From: Joachim Durchholz <>
Newsgroups: comp.compilers
Date: 1 Feb 2004 12:46:56 -0500
Organization: Oberberg Online Infosysteme
References: 04-01-050 04-01-086 04-01-119 04-01-123
Keywords: debug, courses
Posted-Date: 01 Feb 2004 12:46:56 EST

Nick Maclaren wrote:

> Joachim Durchholz <> writes:
>> Torben Ęgidius Mogensen wrote:
>>> my app just bombs because it runs out of memory (because my fake
>>> stack keeps growing and growing). And the OS doesn't let me know
>>> it's out of memory because it's happily paging out VM.
>> It sounds like you are not implementing tail calls properly. Since
>> the tool is going to be educational, I assume that the users will
>> be able to halt the execution and inspect the stack state. In this
>> situation, tail call optimization is something that should not be
>> done: the users will complain that the tool has removed information
>> (all those intermediate stack frames that got eliminated due to
>> tail call optimization).
> What does educational have to do with it?

If users are supposed to learn, irritating them about technical
details isn't the best way to go ahead. Of course, an educational
interpreter might offer a tail call optimizing mode if the course
talks about it later.

> While tail recursion removal has its advantages, any
> language/compiler/program that RELIES on it is misdesigned at best.
> Inter alia, it has the following problems (all of which I have seen
> in real life):
> 1: Unless tail recursion removal is specified in the language, you
> are immediately relying on an implementation-dependent feature and so
> are writing non-portable code.

This makes it only misdesigned if it's not in the specs. Actually,
tail recursion elimination is part of a language though not all
language references explicitly mention it (probably because it's so
obvious in some communities that this item got overlooked). In
general, if a language relies heavily on recursion, you can safely
assume that all implementations do tail call optimization. If the
language doesn't, you can't (often, exception-related issues prevent
tail call optimizations).

> This is the same problem as relying on garbage collection, writ
> small.

Automatic GC is totally unrelated. A language can have misdesigned
manual memory management of well-designed automatic GC.
§
• SHORT EXERCISE 1: Copy out the part of the tail call post from "If users are" down to "misdesigned at best.".

[Segmentation dataset excerpts]
§
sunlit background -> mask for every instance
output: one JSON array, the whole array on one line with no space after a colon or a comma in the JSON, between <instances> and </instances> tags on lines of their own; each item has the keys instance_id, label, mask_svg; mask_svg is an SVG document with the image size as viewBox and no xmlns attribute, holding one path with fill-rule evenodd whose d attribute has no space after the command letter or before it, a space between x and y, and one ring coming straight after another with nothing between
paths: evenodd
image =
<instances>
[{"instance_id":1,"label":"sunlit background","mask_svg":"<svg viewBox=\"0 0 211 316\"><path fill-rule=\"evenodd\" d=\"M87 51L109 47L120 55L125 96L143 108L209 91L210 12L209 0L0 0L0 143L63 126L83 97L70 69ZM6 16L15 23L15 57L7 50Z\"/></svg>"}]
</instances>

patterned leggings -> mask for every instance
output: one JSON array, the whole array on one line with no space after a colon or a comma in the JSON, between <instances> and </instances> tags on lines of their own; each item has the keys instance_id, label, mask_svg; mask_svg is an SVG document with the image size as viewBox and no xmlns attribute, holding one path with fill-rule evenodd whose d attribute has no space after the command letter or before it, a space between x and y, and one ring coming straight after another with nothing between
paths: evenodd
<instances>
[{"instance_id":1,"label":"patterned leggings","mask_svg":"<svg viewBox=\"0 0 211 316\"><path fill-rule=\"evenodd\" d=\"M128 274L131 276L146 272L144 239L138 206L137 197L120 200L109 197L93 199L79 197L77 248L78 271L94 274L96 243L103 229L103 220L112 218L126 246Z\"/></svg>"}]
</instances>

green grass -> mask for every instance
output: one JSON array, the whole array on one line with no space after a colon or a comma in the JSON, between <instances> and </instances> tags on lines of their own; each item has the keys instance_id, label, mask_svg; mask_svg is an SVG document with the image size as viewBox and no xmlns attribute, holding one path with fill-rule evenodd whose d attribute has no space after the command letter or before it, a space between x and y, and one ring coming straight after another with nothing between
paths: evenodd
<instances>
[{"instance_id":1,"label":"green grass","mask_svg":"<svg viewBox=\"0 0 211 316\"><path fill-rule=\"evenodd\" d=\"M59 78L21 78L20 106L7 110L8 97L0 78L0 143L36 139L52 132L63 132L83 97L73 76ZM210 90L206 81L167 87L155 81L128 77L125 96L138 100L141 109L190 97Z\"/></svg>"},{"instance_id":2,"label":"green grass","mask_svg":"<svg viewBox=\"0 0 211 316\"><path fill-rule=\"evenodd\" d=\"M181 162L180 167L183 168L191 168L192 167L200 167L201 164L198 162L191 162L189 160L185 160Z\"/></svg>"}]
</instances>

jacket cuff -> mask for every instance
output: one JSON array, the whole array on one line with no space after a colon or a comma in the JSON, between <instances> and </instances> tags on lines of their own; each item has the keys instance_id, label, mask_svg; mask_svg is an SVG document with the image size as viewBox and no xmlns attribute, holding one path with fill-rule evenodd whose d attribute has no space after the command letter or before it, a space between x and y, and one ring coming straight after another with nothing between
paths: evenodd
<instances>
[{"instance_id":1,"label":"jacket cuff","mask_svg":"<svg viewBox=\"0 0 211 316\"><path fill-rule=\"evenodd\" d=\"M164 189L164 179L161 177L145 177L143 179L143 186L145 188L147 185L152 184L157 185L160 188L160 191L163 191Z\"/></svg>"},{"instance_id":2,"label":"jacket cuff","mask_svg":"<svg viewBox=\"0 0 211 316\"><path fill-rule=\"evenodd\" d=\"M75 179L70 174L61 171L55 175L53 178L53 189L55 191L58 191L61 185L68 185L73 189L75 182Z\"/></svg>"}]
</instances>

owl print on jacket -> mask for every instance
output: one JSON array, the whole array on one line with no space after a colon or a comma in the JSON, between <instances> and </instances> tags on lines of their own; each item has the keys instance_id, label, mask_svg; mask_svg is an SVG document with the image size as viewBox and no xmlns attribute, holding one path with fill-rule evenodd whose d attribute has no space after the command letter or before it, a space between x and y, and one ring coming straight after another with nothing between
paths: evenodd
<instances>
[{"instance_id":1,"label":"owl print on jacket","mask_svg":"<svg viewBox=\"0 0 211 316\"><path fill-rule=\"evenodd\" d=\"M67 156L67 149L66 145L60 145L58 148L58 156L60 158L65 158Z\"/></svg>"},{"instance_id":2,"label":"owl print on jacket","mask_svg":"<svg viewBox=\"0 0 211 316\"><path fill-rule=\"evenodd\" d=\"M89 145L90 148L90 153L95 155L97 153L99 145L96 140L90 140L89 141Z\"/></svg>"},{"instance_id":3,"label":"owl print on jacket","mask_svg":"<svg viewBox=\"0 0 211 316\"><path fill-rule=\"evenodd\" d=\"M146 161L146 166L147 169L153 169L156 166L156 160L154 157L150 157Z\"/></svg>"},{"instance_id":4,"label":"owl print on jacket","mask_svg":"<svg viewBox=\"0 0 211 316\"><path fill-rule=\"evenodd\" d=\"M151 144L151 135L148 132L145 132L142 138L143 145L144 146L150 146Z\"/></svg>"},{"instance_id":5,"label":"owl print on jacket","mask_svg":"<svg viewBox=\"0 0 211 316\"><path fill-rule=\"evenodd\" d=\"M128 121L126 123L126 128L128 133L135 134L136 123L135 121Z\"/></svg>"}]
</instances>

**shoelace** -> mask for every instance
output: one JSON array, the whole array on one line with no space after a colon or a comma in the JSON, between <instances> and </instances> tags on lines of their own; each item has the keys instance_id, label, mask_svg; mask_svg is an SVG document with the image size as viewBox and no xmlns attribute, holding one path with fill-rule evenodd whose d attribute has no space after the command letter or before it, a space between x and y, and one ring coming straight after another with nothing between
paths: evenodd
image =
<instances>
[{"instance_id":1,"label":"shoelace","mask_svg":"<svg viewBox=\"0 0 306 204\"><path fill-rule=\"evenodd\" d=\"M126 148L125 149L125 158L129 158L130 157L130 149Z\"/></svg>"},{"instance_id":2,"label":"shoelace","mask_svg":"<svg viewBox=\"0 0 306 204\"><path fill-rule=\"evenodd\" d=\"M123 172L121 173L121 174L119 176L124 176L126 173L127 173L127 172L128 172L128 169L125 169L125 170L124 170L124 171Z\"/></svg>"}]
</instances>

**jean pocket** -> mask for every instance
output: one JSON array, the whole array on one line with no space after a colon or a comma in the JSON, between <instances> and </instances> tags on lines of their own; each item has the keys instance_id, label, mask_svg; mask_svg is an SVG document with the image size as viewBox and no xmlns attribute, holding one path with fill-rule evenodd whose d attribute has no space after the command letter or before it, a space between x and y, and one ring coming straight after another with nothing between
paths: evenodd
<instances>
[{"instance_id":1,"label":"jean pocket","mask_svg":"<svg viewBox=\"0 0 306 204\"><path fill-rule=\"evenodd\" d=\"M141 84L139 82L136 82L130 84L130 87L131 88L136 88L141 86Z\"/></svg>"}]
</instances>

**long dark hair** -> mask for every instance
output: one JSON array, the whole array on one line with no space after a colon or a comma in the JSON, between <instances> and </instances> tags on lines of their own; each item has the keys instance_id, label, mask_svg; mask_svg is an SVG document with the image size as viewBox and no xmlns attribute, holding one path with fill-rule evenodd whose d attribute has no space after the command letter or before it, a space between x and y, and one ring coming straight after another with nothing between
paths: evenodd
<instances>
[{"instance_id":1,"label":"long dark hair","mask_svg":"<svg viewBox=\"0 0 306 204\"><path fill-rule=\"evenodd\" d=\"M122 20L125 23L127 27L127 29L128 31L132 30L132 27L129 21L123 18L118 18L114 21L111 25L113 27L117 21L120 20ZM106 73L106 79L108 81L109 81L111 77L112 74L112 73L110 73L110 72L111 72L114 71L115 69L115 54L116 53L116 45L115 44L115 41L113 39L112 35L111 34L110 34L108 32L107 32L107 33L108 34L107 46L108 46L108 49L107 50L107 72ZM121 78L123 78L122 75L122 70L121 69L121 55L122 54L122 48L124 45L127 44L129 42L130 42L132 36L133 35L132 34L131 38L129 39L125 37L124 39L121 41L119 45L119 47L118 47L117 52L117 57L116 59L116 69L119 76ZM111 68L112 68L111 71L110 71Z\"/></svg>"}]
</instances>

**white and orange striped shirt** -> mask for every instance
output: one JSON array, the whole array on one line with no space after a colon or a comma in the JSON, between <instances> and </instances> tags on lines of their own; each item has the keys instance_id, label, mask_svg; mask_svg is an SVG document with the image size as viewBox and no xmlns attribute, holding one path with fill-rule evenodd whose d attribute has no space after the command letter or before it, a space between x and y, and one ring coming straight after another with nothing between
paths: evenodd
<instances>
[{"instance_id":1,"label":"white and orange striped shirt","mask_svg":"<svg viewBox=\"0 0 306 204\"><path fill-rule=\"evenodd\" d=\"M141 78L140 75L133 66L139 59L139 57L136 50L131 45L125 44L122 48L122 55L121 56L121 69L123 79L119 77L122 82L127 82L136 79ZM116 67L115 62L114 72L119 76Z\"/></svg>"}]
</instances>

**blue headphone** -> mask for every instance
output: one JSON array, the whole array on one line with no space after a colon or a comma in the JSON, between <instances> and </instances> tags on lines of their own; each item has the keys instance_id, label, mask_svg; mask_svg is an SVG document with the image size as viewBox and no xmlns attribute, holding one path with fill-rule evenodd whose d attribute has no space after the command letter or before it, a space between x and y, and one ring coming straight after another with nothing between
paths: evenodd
§
• SHORT EXERCISE 2: How many lines of the listing contain the string "shirt"? Reply with the number alone.

• TASK SOLUTION 1:
If users are supposed to learn, irritating them about technical
details isn't the best way to go ahead. Of course, an educational
interpreter might offer a tail call optimizing mode if the course
talks about it later.

> While tail recursion removal has its advantages, any
> language/compiler/program that RELIES on it is misdesigned at best.

• TASK SOLUTION 2: 2